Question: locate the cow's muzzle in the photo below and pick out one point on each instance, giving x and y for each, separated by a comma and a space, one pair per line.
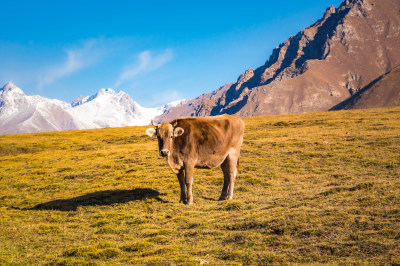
164, 152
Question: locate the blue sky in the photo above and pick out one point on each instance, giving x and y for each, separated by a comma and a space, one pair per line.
156, 51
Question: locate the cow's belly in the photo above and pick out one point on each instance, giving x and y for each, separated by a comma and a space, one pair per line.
211, 162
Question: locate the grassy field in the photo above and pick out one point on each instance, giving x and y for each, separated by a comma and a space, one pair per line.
312, 188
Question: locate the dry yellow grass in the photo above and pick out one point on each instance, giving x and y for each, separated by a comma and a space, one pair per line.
316, 187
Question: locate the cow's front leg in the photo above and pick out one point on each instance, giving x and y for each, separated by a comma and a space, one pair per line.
181, 178
189, 169
229, 168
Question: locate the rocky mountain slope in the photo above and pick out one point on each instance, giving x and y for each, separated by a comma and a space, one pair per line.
314, 70
382, 92
20, 113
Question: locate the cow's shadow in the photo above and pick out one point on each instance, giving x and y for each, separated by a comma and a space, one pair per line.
107, 197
=======
**WHAT IS EXPECTED:**
Starting at the line containing "Question: locate the grassy" and ending at the end of the items, write those lines again with "pick out" swapped for "mark" and nothing else changed.

**EXERCISE SOLUTION:**
Question: locate the grassy field in the photo above and mark one point on each instance, giving x and y for each, separated by a comma and a space, one pair per line.
312, 188
Question: locate the dry yellow grass in the photo above and mark one point on each instance, giving x and y for each, separated by a comma and a space, one pair per line.
316, 187
Question: locate the cow's front leg in the photo above and mark one point on each instance, giving x and y for each, separated by a comma and a space, one pair per line.
181, 178
189, 169
229, 168
Question: locate the rocky mountain slope in the photo above and mark one point on each instance, giving x and y for each, separated by a comma and a space, one pair per line.
314, 70
382, 92
20, 113
Question: locate the cow's shadow in the photo above and mark one point on each instance, giving x and y for each, separated by a comma and a space, one pair per line.
107, 197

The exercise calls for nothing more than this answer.